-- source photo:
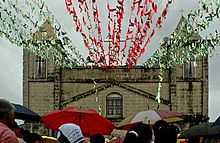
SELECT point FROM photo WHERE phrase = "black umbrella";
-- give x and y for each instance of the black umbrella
(23, 113)
(205, 129)
(217, 122)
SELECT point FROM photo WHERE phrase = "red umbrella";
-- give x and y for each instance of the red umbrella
(150, 117)
(89, 121)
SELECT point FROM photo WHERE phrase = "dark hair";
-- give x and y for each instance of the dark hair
(5, 108)
(140, 133)
(163, 132)
(97, 138)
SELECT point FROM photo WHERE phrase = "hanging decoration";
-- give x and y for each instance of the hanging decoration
(185, 43)
(142, 28)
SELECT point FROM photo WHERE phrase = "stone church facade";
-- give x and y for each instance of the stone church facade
(117, 92)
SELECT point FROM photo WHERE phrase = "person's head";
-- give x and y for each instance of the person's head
(97, 138)
(70, 133)
(18, 130)
(35, 138)
(163, 132)
(140, 133)
(7, 113)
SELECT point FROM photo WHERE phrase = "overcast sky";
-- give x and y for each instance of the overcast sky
(11, 56)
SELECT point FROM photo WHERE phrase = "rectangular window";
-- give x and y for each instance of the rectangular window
(189, 69)
(114, 106)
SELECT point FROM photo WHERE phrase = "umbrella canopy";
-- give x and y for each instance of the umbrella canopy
(23, 113)
(150, 117)
(47, 139)
(204, 129)
(89, 121)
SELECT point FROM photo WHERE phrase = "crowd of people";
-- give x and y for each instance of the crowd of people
(10, 132)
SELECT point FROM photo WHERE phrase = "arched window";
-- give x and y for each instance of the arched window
(40, 68)
(114, 106)
(189, 69)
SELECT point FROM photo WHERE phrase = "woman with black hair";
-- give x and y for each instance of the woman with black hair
(164, 133)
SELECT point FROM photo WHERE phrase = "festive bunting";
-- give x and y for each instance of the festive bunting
(140, 31)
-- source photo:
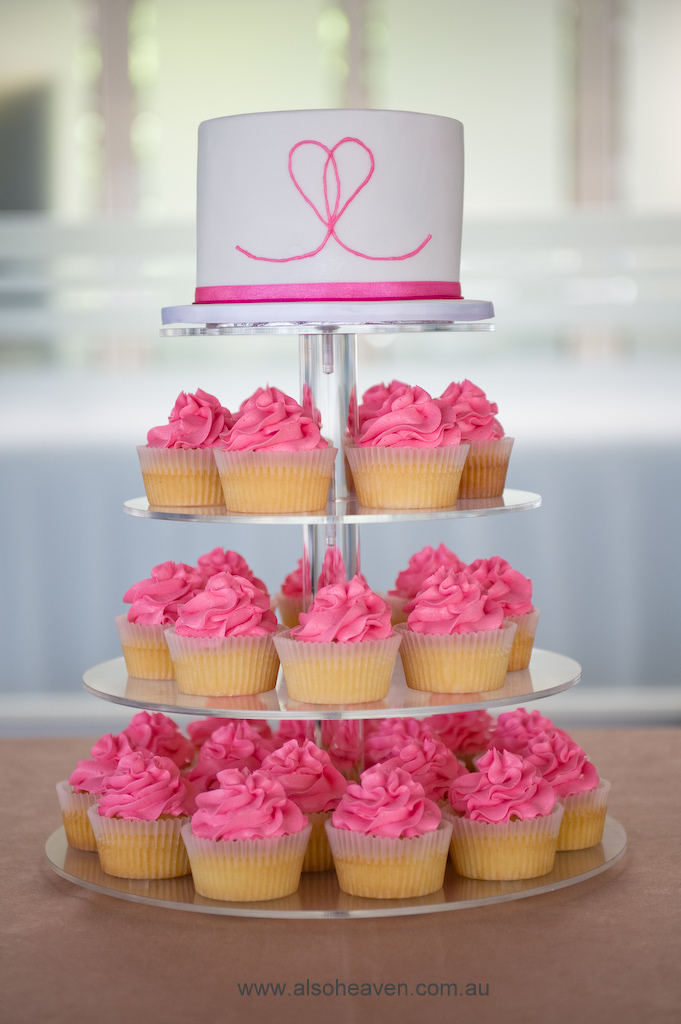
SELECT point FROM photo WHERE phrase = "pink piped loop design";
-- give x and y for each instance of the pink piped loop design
(332, 214)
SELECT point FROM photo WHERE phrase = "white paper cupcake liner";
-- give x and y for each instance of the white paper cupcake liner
(140, 849)
(461, 663)
(223, 666)
(523, 640)
(179, 476)
(275, 482)
(407, 478)
(245, 870)
(74, 807)
(144, 649)
(389, 868)
(337, 673)
(505, 852)
(485, 469)
(584, 820)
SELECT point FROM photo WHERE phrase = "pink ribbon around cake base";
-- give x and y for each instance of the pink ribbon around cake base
(369, 291)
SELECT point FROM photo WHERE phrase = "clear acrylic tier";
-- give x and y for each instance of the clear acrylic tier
(548, 674)
(320, 896)
(341, 511)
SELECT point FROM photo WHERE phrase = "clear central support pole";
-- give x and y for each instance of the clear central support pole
(328, 381)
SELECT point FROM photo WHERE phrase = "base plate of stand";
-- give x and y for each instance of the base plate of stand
(548, 674)
(318, 895)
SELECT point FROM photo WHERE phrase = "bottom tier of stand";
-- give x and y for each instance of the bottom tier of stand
(318, 895)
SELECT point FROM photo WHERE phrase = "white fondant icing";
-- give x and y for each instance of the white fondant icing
(261, 193)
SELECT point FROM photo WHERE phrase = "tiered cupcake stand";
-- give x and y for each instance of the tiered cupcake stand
(328, 336)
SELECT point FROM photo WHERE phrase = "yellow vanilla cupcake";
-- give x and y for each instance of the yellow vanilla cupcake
(138, 817)
(407, 454)
(564, 765)
(344, 649)
(455, 639)
(490, 451)
(273, 459)
(154, 606)
(221, 644)
(177, 463)
(505, 820)
(388, 840)
(247, 840)
(314, 785)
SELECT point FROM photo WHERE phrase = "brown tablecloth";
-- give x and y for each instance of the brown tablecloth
(605, 950)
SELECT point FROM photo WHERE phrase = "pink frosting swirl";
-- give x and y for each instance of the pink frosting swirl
(504, 584)
(473, 413)
(429, 762)
(383, 734)
(88, 776)
(464, 731)
(372, 401)
(515, 729)
(341, 740)
(159, 734)
(272, 421)
(229, 606)
(409, 418)
(246, 807)
(307, 775)
(196, 422)
(562, 763)
(236, 744)
(453, 602)
(204, 728)
(144, 786)
(505, 787)
(221, 560)
(423, 564)
(345, 612)
(387, 803)
(156, 601)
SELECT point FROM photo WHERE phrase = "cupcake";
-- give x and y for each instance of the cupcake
(516, 728)
(490, 452)
(575, 780)
(408, 455)
(388, 840)
(455, 640)
(513, 591)
(466, 733)
(177, 463)
(236, 744)
(410, 581)
(247, 840)
(344, 649)
(314, 785)
(83, 787)
(383, 734)
(222, 560)
(138, 817)
(221, 644)
(505, 820)
(154, 605)
(273, 459)
(429, 762)
(159, 734)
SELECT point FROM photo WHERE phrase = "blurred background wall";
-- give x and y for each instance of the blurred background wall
(572, 228)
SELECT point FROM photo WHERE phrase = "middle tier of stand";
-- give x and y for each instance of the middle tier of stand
(548, 674)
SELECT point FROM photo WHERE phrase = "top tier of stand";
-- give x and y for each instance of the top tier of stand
(327, 317)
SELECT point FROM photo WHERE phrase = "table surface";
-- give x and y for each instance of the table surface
(604, 950)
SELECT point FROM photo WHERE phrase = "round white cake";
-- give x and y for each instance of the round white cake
(329, 205)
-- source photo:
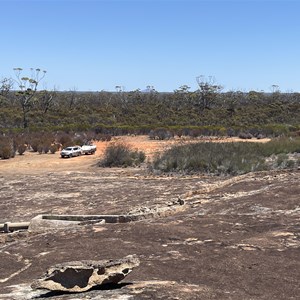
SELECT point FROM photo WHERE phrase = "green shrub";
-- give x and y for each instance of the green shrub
(21, 149)
(227, 158)
(121, 155)
(53, 148)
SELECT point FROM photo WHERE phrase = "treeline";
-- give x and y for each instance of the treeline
(200, 112)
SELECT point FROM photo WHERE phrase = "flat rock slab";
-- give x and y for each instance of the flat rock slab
(80, 276)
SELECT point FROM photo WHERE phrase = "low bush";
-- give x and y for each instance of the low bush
(21, 149)
(228, 158)
(6, 148)
(121, 155)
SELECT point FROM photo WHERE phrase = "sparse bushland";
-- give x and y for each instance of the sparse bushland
(229, 158)
(206, 111)
(121, 155)
(6, 148)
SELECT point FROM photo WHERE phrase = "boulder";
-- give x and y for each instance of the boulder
(80, 276)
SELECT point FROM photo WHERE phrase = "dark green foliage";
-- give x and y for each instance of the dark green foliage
(138, 113)
(228, 158)
(53, 148)
(21, 149)
(121, 155)
(6, 148)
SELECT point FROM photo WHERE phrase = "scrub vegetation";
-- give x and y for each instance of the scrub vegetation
(230, 158)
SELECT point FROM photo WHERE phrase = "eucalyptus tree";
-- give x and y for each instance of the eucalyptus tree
(207, 92)
(27, 89)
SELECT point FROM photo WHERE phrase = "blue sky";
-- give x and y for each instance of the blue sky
(97, 45)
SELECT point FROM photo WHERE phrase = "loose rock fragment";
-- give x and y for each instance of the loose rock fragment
(80, 276)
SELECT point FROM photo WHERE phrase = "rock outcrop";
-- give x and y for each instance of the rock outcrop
(80, 276)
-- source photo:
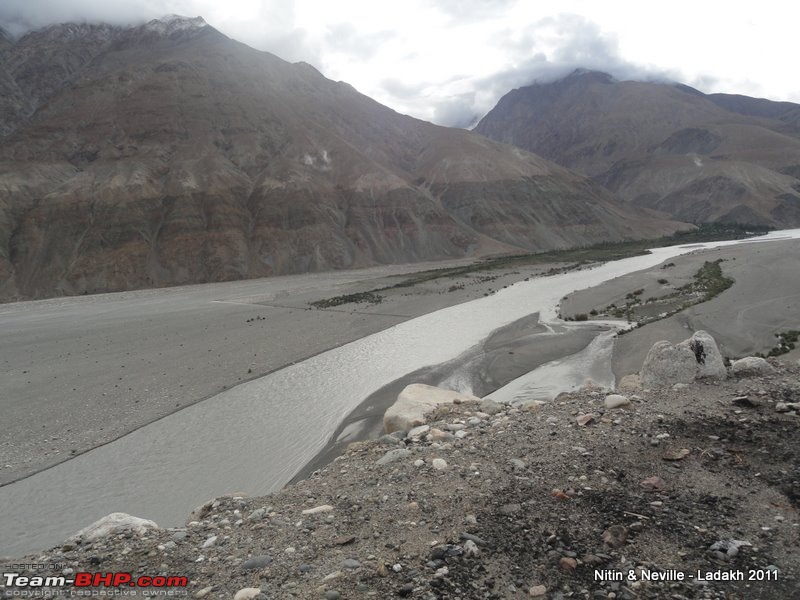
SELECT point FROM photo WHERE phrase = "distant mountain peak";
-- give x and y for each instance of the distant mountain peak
(591, 75)
(171, 23)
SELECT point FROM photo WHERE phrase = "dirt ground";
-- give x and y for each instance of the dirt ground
(570, 499)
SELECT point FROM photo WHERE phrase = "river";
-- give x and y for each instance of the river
(254, 437)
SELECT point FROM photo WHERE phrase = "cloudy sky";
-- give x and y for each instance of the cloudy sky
(449, 61)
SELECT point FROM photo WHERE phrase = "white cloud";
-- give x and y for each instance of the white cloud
(451, 60)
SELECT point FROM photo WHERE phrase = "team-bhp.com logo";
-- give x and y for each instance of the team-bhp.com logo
(94, 580)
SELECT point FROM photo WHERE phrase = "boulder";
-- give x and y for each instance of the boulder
(112, 524)
(667, 364)
(710, 364)
(630, 383)
(415, 403)
(751, 365)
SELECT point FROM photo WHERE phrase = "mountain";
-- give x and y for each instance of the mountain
(664, 146)
(168, 154)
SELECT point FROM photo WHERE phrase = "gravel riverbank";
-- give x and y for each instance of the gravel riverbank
(557, 501)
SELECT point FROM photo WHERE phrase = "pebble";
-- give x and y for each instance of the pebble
== == ==
*Exercise prompt:*
Which lines above contain the word "pebble"? List them.

*Answer box:*
SELECT point FROM photo WHERE phrase = "pebble";
-- give x and y for each instance of the pebble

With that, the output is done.